> _PASSAGE TO READ_
International symposium will focus on a number of current crucial questions: What are the challenges facing public and private museum collections? Who really makes art history now? What is the impact of the growing role played by the art market in this field?
In conjunction with the exhibition Keys to a Passion we are pleased to invite you to an international symposium which will focus on a number of current crucial questions: What are the challenges facing public and private museum collections today? Who really makes art history now? What is the impact of the growing role played by the art market in this field?
Over the last 15 years the art world has effectively undergone a profound mutation characterised by the global multiplication of public and private institutions and a proliferation of biennials and art fairs around the world that have opened up new fields to artists, and by intensification of media coverage that has radically changed the way art is apprehended and assessed, as well as by an inflation of the commercial value of artworks. A great deal is at stake in this new situation—for artists, for museums and foundations, for collectors, for art historians, and for the public itself.
Three sessions will consider these themes, with panels comprising directors of public and private institutions, curators, artists, international critics, collectors, experts, and market players.
Friday June 12, 3–6pm
"What are the challenges facing public and private museum collections today?"
The first session will question the meaning, issues and missions of contemporary art collections at a time when multiple initiatives are bringing about a diversification of the structures for showing art and an unprecedented diversification of its audience. What are the principles in these different contexts guiding the elaboration of collections, seen as narratives of our era? What is the impact of sociological, media and economic constraints on their constitution?
With: Bernard Blistène (Director, Musée national d'art moderne, Centre Pompidou, Paris); Hervé Chandès (General Director, Fondation Cartier, Paris); Chris Dercon (Director, Tate Modern, London); Nancy Spector (Chief Curator, Deputy Director, Solomon R. Guggenheim, New York) and Philippe Vergne (Director, Museum of Contemporary Art, MoCA, Los Angeles).
Moderator: Alain Cueff (art historian, Professor at Ecole supérieure nationale des Arts Décoratifs, ENSAD, Paris)
Saturday June 13, 10am–1pm
"Who makes art history now?"

> _DIRECTIVE A_
In the symposium announcement, who is named as moderator of the Friday session?
> _DIRECTIVE B_
Continue the symposium announcement from the point at which it ends.

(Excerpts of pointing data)
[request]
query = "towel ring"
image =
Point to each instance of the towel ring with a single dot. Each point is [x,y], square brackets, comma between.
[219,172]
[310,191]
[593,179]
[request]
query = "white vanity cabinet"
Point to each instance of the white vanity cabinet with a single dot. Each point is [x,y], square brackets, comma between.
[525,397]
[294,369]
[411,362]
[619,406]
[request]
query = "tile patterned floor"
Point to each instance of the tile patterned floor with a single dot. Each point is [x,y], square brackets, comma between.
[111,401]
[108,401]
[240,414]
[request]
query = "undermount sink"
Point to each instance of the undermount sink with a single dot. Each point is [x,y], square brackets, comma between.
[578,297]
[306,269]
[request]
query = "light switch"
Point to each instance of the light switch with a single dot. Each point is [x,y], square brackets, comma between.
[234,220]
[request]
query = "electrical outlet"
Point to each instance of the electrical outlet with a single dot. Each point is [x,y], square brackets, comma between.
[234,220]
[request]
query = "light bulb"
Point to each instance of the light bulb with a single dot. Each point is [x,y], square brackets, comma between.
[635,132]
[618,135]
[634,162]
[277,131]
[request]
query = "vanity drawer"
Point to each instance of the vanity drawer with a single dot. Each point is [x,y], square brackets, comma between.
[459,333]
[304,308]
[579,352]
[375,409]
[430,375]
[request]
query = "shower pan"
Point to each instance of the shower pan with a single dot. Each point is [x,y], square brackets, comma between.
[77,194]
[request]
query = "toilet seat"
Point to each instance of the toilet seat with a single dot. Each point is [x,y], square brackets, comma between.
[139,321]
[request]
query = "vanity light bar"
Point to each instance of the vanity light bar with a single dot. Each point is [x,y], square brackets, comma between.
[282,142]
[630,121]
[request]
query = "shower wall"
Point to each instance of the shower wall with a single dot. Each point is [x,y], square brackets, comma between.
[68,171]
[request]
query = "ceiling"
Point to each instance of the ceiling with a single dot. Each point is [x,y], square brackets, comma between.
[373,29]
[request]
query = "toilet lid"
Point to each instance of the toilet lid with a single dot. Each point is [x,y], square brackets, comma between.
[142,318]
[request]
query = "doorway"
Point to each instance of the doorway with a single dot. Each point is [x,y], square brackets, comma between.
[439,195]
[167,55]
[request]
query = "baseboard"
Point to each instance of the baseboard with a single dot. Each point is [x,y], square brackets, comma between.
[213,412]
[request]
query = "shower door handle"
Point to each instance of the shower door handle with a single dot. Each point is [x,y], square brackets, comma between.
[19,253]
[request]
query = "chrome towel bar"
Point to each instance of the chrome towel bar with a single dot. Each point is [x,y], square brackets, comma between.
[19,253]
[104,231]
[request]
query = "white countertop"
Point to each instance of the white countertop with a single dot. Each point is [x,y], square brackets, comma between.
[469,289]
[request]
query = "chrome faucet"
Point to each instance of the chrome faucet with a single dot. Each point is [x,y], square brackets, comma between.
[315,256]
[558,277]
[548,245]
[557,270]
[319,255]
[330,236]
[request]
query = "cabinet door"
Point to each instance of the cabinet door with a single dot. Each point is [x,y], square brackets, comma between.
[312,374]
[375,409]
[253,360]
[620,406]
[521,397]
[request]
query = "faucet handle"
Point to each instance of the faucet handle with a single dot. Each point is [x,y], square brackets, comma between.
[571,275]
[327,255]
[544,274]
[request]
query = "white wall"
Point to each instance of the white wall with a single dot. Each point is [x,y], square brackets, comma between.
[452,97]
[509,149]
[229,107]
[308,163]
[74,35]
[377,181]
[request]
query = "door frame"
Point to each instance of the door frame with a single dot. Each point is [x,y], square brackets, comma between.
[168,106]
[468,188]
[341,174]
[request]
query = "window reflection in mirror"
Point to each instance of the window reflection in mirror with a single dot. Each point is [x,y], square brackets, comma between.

> _EXERCISE OUTPUT A_
Alain Cueff, an art historian and Professor at Ecole supérieure nationale des Arts Décoratifs (ENSAD), Paris.

> _EXERCISE OUTPUT B_
The second session will consider the respective roles of art historians, museum curators, artists, art critics, collectors, experts and other professionals in the process whereby art works gain recognition in the short, medium and long term. It will open a debate about the shaping and communication of aesthetic judgement and taste, about the commonly accepted systems of interpretation and other, emergent ones, and about the cultural value and iconicity of the artwork.
With: Hoor Al Qasimi (Director, Sharjah Art Foundation, Sharjah); Tobia Bezzola (Director, Folkwang Museum, Essen); Patricia Falguières (art historian, Professor at Ecole des hautes études en sciences sociales, EHESS, Paris); Mark Francis (art historian and Director, Gagosian gallery, London); Bertrand Lavier (artist, France); Joachim Pissaro (art historian, Director, Hunter College Galleries, New York) and Donna de Salvo (Chief Curator, Deputy Director of Programs, Whitney Museum, New York).
Moderator: Jean-Pierre Criqui (art historian and critic; in charge of Service de la parole and editor-in-chief of Les Cahiers du Musée national d'art moderne, Centre Pompidou, Paris)
Saturday June 13, 3–6pm
"What is the impact of the growing role played by the art market in this field?"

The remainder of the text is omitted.